(Stored data entries)
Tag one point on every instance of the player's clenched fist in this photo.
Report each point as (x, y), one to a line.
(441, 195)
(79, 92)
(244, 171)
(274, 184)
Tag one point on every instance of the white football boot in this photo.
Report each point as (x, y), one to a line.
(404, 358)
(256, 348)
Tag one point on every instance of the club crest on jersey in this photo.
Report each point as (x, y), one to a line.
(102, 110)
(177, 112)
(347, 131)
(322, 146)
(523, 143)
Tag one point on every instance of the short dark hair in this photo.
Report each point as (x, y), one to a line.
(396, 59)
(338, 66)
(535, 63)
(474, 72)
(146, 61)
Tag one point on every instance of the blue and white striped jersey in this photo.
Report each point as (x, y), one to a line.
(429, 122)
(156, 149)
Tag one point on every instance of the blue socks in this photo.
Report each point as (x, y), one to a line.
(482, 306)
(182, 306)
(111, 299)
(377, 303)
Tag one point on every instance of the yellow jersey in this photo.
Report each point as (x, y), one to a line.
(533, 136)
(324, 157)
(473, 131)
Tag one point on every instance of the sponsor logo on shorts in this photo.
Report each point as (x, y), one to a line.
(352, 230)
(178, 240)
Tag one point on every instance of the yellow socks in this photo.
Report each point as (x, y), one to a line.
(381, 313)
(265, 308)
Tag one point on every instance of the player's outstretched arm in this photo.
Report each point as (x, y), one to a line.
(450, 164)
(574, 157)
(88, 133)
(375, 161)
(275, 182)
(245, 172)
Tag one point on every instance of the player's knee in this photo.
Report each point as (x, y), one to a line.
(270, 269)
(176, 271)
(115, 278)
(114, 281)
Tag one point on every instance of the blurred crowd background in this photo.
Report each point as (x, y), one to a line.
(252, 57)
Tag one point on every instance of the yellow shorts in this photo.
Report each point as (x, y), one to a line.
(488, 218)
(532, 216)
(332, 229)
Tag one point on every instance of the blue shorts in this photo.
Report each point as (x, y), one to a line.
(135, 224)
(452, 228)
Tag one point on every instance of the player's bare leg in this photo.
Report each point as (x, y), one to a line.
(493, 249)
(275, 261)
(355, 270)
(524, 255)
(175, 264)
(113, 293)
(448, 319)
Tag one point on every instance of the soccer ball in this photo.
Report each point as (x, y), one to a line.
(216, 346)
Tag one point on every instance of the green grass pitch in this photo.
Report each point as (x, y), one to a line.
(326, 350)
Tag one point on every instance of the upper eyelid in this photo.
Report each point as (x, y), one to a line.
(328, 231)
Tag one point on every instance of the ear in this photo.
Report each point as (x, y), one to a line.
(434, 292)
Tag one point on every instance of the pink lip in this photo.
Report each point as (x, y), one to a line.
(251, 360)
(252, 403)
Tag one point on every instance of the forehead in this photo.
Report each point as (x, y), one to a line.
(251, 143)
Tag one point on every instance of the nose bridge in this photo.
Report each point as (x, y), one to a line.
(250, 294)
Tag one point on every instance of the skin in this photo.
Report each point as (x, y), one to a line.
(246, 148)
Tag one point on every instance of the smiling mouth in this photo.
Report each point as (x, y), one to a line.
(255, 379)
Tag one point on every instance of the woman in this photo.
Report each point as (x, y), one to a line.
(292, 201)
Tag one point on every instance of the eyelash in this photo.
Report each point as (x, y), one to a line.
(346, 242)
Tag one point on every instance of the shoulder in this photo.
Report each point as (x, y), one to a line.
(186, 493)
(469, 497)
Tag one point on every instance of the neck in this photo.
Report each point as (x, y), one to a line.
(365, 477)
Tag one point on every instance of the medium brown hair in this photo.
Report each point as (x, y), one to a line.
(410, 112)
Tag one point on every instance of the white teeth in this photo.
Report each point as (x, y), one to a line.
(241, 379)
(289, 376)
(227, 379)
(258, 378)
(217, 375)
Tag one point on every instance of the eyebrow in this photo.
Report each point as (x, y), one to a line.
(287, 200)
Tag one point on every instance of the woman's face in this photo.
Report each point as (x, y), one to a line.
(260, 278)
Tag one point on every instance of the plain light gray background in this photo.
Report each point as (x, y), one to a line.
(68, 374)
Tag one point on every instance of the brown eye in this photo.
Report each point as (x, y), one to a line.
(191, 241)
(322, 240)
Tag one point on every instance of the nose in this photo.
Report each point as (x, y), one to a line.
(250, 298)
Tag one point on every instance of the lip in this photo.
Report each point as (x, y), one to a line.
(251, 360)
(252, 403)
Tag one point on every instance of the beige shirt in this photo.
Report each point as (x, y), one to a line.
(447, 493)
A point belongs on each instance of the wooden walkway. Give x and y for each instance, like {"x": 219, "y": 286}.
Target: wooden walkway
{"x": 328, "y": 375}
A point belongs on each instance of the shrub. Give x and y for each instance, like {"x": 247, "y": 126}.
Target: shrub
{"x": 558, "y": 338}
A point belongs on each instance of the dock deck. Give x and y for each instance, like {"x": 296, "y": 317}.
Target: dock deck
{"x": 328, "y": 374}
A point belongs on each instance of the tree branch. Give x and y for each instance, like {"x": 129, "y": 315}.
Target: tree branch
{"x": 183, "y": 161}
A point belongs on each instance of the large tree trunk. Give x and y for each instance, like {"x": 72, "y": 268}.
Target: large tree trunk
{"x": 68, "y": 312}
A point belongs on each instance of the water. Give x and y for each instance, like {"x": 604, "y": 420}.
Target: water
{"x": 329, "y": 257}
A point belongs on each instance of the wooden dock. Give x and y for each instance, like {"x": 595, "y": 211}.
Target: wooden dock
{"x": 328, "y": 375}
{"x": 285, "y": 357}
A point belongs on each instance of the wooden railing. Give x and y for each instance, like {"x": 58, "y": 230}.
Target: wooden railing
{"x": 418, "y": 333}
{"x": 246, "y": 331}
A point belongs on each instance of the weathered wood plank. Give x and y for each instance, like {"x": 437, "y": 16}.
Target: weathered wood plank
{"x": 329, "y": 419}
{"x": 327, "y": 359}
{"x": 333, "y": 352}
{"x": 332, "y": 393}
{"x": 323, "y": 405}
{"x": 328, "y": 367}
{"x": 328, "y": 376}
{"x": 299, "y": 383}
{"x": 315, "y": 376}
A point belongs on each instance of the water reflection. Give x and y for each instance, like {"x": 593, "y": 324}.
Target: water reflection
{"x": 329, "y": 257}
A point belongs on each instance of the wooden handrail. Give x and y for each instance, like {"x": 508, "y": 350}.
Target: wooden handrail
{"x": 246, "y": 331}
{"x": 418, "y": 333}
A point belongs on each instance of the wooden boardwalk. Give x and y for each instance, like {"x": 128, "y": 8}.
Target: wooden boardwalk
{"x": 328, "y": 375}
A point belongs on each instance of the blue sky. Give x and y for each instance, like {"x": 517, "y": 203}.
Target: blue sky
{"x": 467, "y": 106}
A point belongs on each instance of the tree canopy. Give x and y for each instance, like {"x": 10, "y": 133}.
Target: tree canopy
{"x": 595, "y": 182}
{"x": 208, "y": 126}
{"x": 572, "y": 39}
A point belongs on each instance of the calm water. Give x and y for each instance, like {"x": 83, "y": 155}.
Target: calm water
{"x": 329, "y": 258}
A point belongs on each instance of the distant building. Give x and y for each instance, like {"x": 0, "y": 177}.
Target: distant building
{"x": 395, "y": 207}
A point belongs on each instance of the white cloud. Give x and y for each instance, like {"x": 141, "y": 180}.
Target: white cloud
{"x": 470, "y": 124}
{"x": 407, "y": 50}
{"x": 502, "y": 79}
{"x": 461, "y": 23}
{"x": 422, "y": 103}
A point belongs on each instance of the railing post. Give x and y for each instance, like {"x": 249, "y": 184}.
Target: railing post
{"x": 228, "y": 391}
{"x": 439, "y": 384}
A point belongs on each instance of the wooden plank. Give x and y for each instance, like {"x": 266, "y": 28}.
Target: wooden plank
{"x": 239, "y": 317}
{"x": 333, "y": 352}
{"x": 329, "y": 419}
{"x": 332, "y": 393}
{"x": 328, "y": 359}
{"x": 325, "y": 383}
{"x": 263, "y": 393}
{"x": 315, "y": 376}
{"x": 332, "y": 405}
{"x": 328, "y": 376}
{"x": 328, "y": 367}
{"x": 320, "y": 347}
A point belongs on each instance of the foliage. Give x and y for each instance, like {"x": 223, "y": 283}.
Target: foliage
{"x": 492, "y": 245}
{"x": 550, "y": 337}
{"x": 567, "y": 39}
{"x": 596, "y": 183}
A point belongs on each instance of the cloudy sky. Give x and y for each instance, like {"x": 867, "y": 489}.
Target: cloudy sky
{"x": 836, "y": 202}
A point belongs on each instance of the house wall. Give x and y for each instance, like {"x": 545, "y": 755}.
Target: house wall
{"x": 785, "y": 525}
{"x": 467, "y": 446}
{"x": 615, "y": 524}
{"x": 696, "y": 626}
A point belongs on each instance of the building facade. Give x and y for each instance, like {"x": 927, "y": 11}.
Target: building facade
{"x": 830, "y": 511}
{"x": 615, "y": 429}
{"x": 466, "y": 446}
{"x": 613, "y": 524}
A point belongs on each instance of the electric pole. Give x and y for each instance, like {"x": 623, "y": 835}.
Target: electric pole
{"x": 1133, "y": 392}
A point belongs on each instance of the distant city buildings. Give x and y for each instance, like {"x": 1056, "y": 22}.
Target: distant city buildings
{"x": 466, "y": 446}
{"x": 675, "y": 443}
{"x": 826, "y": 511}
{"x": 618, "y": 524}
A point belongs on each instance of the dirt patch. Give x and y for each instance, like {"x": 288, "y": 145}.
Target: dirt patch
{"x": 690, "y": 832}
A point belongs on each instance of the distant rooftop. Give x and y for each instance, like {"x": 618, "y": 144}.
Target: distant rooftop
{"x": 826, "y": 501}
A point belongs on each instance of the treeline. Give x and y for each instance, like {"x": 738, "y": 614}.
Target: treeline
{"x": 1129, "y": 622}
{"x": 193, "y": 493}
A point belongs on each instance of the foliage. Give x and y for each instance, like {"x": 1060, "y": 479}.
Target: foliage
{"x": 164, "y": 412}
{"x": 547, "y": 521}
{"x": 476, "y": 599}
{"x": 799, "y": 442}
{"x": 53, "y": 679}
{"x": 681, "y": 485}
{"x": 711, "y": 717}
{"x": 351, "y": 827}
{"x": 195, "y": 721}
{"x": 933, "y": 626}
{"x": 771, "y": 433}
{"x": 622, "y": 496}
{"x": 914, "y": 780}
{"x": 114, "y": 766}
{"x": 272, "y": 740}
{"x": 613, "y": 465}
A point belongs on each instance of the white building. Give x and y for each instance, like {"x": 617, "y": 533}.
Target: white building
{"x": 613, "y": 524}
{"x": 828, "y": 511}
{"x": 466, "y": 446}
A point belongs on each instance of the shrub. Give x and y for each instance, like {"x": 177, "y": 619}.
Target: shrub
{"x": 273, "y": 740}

GOAL
Output the line containing "A point belongs on each instance of the house" and all lines after it to the end of the records, exactly as given.

SOLUTION TO THE PROBLEM
A point belongs on each instance of the house wall. Give x and y for each instance, like {"x": 545, "y": 755}.
Target: house wall
{"x": 785, "y": 525}
{"x": 467, "y": 446}
{"x": 615, "y": 524}
{"x": 696, "y": 626}
A point belongs on each instance of the building facade. Give x and y for each instance, like {"x": 927, "y": 11}.
Target: building facade
{"x": 830, "y": 511}
{"x": 615, "y": 429}
{"x": 466, "y": 446}
{"x": 613, "y": 524}
A point belongs on each instance of the electric pole. Give x and y for each instance, like {"x": 623, "y": 835}.
Target: electric pole
{"x": 1133, "y": 392}
A point belongs on each instance of the distant city buildings. Give x and y for each instance, like {"x": 1056, "y": 22}.
Target: distant city buildings
{"x": 466, "y": 446}
{"x": 675, "y": 443}
{"x": 826, "y": 511}
{"x": 618, "y": 524}
A point belongs on each instance of the dirt patch. Give x and y for each instance, like {"x": 288, "y": 145}.
Target: dirt patch
{"x": 690, "y": 832}
A point belongs on each instance of the distant rooftop. Give x and y for each instance, like {"x": 618, "y": 144}.
Target: distant rooftop
{"x": 826, "y": 501}
A point belongs on each instance of the treeline. Give x and y for each instance, like {"x": 738, "y": 614}.
Target: treeline
{"x": 1129, "y": 622}
{"x": 193, "y": 493}
A point belongs on each instance of the foliage. Give x and y for each instance, like {"x": 1060, "y": 479}.
Target: foliage
{"x": 164, "y": 412}
{"x": 547, "y": 521}
{"x": 476, "y": 599}
{"x": 799, "y": 442}
{"x": 53, "y": 679}
{"x": 681, "y": 485}
{"x": 711, "y": 717}
{"x": 351, "y": 827}
{"x": 195, "y": 721}
{"x": 933, "y": 626}
{"x": 771, "y": 433}
{"x": 622, "y": 496}
{"x": 914, "y": 780}
{"x": 114, "y": 766}
{"x": 272, "y": 740}
{"x": 613, "y": 465}
A point belongs on each instance of the white building. Give x and y for each instance, like {"x": 617, "y": 533}.
Target: white building
{"x": 613, "y": 524}
{"x": 828, "y": 511}
{"x": 466, "y": 446}
A point belongs on each instance of the shrub. Give x and y for each instance, like {"x": 177, "y": 619}.
Target: shrub
{"x": 273, "y": 740}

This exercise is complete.